Exercise details » Find the line containing "positive clicks: (0, 2) (17, 0)" in the records below. Copy exactly that line and each one after it, ending at the line containing "71L16 56V31L43 19L0", and nothing more.

Given records »

※ ※ ※

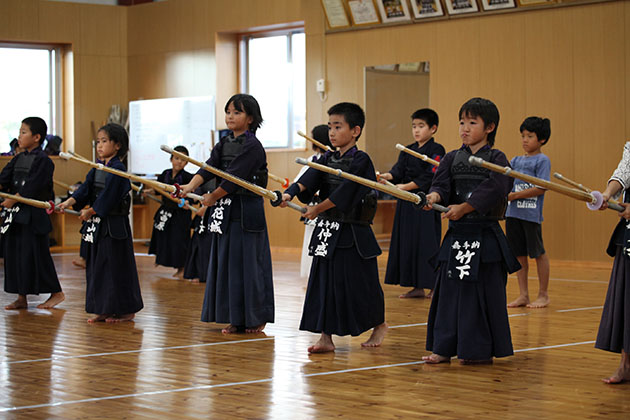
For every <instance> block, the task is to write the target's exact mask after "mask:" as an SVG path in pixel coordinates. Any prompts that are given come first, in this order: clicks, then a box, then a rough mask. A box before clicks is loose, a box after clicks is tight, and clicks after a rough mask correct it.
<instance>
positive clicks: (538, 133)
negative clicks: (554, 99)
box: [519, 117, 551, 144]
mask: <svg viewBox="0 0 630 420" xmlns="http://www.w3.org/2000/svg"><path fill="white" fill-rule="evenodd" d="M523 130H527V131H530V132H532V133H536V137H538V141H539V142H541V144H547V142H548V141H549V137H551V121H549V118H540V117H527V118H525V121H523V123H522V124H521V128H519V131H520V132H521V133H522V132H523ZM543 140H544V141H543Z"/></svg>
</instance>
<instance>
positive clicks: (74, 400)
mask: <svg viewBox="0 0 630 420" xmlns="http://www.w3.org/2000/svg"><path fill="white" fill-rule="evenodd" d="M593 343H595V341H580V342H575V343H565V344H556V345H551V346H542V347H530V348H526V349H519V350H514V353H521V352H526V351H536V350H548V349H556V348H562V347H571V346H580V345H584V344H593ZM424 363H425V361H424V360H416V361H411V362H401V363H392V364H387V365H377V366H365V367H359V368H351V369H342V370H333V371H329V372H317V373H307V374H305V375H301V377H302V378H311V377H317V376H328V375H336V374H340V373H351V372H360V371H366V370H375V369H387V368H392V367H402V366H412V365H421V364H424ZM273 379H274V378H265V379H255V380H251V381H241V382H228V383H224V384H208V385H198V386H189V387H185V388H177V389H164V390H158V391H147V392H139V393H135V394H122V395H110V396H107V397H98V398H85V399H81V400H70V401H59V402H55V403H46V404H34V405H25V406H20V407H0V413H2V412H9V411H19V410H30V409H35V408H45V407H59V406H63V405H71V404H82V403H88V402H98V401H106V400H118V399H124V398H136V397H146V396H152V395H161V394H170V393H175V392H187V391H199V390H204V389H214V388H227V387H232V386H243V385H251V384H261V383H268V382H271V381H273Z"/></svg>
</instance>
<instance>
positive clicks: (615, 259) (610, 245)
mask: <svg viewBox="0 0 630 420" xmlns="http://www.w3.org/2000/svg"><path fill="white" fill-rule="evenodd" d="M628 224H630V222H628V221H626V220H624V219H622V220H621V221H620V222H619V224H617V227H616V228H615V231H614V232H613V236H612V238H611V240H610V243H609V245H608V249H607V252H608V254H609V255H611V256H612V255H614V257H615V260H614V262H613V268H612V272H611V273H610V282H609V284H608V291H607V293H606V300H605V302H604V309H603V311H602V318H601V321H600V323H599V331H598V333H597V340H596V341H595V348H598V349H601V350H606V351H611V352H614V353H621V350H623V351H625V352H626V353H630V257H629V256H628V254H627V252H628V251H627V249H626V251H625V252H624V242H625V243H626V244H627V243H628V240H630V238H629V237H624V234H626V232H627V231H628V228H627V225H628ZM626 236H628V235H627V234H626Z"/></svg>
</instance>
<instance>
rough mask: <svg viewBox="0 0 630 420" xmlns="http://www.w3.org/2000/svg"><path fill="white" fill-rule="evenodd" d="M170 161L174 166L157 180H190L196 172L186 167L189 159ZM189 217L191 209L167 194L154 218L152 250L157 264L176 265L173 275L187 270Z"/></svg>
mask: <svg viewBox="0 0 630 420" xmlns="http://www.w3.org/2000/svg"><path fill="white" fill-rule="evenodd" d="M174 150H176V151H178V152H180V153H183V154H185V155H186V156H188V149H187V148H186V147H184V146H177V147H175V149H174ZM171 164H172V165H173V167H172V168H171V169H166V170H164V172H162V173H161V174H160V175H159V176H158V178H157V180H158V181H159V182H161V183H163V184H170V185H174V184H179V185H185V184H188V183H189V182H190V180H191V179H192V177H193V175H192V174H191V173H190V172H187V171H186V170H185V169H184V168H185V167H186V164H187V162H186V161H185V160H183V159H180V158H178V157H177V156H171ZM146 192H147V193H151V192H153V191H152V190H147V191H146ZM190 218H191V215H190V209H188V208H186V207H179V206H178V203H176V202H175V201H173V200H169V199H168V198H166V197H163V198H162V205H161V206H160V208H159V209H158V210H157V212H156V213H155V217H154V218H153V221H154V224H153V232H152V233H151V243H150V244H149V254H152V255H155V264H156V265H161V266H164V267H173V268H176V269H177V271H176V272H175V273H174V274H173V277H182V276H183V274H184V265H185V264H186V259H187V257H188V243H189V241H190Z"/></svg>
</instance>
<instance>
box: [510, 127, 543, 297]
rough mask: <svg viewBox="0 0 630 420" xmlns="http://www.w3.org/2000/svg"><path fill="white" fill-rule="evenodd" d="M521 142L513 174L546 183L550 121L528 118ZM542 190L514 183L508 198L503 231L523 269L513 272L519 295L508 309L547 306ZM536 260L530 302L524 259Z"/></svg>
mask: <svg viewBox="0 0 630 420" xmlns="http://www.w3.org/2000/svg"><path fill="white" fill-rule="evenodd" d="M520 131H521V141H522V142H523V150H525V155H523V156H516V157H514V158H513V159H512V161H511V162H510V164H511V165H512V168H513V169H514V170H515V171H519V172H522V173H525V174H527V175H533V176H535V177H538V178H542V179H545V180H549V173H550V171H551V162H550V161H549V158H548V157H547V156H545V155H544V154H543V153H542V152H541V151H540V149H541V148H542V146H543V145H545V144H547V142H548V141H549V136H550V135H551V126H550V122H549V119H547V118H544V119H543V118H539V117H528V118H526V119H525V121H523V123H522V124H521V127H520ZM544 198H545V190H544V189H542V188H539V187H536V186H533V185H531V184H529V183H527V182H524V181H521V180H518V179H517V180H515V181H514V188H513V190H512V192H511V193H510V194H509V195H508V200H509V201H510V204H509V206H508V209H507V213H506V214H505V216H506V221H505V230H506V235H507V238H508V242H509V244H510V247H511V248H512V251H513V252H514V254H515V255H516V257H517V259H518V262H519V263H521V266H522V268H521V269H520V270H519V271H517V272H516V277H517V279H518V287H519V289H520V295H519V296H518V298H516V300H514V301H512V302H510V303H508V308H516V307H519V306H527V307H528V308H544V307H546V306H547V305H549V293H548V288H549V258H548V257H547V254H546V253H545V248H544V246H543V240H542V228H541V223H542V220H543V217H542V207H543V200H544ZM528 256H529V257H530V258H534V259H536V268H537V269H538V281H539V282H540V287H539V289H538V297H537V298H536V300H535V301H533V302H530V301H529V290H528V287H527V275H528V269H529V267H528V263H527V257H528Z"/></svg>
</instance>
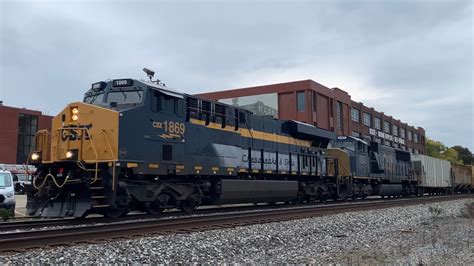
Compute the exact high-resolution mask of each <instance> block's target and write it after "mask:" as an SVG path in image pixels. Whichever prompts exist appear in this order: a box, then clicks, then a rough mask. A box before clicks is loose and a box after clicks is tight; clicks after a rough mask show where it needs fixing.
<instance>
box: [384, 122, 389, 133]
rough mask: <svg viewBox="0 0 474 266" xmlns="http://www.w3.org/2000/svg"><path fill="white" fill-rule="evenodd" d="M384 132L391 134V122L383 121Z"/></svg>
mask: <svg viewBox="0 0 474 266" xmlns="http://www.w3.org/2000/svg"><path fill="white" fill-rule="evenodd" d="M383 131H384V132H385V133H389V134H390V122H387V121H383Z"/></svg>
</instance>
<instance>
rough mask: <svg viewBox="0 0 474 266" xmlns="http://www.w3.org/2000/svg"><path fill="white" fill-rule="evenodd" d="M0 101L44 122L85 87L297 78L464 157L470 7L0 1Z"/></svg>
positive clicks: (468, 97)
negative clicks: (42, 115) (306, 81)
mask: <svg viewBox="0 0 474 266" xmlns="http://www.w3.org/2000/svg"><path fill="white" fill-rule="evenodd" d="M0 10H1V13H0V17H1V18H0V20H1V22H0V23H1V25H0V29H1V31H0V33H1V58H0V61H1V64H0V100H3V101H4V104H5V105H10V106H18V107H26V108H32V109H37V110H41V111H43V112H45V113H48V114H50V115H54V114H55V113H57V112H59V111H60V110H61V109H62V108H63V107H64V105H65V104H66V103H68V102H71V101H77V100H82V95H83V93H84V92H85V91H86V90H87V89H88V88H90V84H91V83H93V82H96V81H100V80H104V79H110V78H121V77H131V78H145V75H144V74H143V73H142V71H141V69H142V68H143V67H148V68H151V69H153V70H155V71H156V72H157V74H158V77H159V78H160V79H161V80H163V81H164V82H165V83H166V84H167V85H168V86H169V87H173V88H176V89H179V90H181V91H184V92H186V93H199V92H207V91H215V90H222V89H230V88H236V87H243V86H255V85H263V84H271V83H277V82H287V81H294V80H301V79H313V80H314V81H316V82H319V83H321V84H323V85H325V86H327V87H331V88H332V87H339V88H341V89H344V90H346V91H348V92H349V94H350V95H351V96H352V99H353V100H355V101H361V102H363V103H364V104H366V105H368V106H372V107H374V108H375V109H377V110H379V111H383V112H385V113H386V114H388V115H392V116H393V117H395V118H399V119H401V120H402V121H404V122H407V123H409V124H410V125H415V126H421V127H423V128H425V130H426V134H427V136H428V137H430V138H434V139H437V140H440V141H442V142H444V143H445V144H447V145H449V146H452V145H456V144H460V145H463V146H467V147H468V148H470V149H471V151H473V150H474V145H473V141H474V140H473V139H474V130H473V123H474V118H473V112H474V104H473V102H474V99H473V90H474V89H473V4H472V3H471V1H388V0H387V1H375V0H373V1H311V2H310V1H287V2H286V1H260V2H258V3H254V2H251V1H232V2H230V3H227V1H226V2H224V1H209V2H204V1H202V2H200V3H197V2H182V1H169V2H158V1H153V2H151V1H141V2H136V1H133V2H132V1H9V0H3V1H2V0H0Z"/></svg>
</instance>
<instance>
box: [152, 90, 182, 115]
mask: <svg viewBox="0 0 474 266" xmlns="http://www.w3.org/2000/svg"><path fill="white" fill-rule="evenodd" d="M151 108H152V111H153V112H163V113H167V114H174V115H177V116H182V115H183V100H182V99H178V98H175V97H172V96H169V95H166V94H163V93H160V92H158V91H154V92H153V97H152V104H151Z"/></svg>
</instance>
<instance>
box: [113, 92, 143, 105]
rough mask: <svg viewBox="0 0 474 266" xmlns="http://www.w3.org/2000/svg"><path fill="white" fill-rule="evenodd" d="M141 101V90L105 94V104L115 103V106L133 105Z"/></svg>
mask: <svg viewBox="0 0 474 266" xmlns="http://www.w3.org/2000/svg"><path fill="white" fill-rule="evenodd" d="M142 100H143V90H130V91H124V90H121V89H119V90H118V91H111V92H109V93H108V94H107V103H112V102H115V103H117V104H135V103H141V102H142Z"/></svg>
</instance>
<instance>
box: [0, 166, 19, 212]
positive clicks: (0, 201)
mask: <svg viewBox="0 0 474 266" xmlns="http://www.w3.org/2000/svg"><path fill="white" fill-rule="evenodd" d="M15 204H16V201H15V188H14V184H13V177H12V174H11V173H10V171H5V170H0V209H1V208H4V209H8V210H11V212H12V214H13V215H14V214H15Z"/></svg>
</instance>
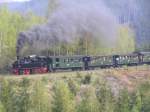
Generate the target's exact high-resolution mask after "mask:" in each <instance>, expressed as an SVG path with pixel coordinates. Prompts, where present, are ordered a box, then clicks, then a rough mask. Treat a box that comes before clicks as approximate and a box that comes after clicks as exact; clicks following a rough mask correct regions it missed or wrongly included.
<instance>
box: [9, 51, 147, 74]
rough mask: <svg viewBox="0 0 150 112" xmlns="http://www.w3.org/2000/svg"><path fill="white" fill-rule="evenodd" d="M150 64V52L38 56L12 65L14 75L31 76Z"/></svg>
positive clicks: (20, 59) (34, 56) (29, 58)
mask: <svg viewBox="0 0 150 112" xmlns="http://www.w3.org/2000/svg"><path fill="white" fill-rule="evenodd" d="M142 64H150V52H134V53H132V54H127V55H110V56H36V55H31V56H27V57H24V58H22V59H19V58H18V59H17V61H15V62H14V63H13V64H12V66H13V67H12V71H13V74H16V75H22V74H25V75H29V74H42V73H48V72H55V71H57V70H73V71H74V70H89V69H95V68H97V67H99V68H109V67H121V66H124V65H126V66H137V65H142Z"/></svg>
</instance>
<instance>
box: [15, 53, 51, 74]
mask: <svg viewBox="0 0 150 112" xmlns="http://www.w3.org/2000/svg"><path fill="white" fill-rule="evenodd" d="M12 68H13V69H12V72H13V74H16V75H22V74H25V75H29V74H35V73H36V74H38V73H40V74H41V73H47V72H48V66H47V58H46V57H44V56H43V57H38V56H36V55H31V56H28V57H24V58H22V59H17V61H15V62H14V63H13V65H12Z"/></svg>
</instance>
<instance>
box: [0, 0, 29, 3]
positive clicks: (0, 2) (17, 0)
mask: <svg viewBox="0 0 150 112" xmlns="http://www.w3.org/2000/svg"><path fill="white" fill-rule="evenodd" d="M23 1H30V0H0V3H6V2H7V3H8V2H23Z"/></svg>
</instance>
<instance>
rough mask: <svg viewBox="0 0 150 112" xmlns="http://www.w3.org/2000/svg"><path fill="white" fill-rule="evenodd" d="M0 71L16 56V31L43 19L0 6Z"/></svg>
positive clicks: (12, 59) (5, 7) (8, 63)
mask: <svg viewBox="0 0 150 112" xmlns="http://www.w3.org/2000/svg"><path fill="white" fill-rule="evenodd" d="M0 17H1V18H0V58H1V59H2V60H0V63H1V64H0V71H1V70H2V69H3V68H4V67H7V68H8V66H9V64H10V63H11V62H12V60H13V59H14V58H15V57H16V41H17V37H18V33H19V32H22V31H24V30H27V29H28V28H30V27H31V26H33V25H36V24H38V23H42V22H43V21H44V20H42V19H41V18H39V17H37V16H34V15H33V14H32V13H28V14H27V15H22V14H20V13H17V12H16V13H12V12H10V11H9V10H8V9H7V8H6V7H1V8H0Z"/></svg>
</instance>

※ ※ ※

Written response »
positive clicks: (0, 2) (17, 0)
mask: <svg viewBox="0 0 150 112" xmlns="http://www.w3.org/2000/svg"><path fill="white" fill-rule="evenodd" d="M23 1H30V0H0V3H6V2H7V3H8V2H23Z"/></svg>
</instance>
<instance>
rough mask: <svg viewBox="0 0 150 112" xmlns="http://www.w3.org/2000/svg"><path fill="white" fill-rule="evenodd" d="M0 71L16 56V31L43 19L0 6Z"/></svg>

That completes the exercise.